*Set exercise 1*
Edit the listing from the line containing "Every instance of the inflatable" through its end, replacing "inflatable boat" with "rubber dinghy" and leaving everything else unchanged. Return only those edited lines.

*Reading text*
** begin **
Figure 9 shows the temperature rise difference on the tape under different current-carrying conditions between Model 1 and Model 2, and between Model 1 and Model 3. The legend “detT + value” indicates the temperature difference between the two calculation models under the current excitation of the value. The temperature rise difference under adiabatic and heat transfer boundary was larger. Under the conditions, considering superconductivity or not, the temperature rise difference was smaller, all of which were lower than 6 K. The temperature rise difference increased with the current value below 300 A and had a downward trend when the current was higher than 400 A. This is because, under low current, the superconducting layer has current-carrying capacity, along with lower heat. When the current is large, the speed of the superconducting layer losing current-carrying capacity becomes fast as the current increases, and the tape’s working state is closer to the state of ignoring superconductivity.

In summary, the overcurrent temperature rise data were valid when ignoring the superconductivity of the tape. The impact boundary curve of the tape, which was calculated according to the normally conducting wire while ignoring the superconductivity, was used to determine the overcurrent parameters of the tape and calculate the number of parallel tapes of the parallel inductance.
** end **
*Data for this task*
** begin **
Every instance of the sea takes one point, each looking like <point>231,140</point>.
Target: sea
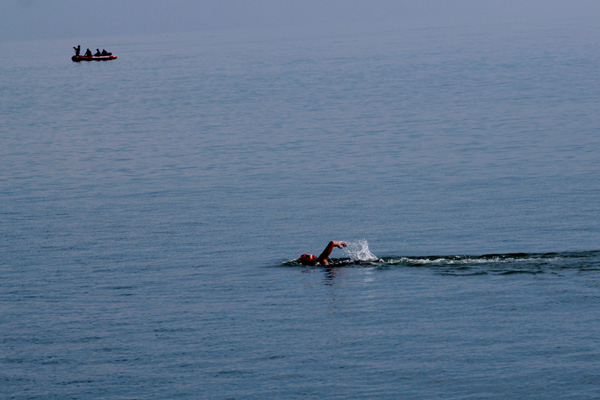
<point>153,208</point>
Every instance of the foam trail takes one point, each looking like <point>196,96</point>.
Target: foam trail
<point>359,250</point>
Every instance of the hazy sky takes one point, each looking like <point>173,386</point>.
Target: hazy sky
<point>76,19</point>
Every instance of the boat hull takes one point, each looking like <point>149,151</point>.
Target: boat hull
<point>93,58</point>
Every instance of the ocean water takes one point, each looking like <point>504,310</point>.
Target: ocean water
<point>152,209</point>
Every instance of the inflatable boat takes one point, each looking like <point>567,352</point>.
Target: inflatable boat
<point>93,58</point>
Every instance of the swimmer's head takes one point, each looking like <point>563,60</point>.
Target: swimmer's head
<point>307,259</point>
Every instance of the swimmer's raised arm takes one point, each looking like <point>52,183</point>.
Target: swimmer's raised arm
<point>324,257</point>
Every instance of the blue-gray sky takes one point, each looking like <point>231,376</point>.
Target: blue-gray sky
<point>76,19</point>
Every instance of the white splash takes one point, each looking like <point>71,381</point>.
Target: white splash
<point>359,250</point>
** end **
*Set exercise 2*
In the text on superconducting tape temperature rise, what value did all the temperature rise differences stay below when comparing conditions that consider superconductivity or not?

*Written answer 1*
Every instance of the rubber dinghy takes one point, each looking like <point>567,352</point>.
Target: rubber dinghy
<point>93,58</point>
Every instance of the swimmer's head takes one point, each looking like <point>563,60</point>.
Target: swimmer's head
<point>307,259</point>
Every instance of the swimmer's raised arm takes one point, each looking like <point>52,183</point>.
Target: swimmer's raised arm
<point>324,257</point>
Every instance of the blue-gray sky takes one point, each looking like <point>231,376</point>.
Target: blue-gray sky
<point>76,19</point>
Every instance of the white splash takes one point, each looking like <point>71,381</point>.
Target: white splash
<point>359,250</point>

*Written answer 2*
They were all lower than 6 K.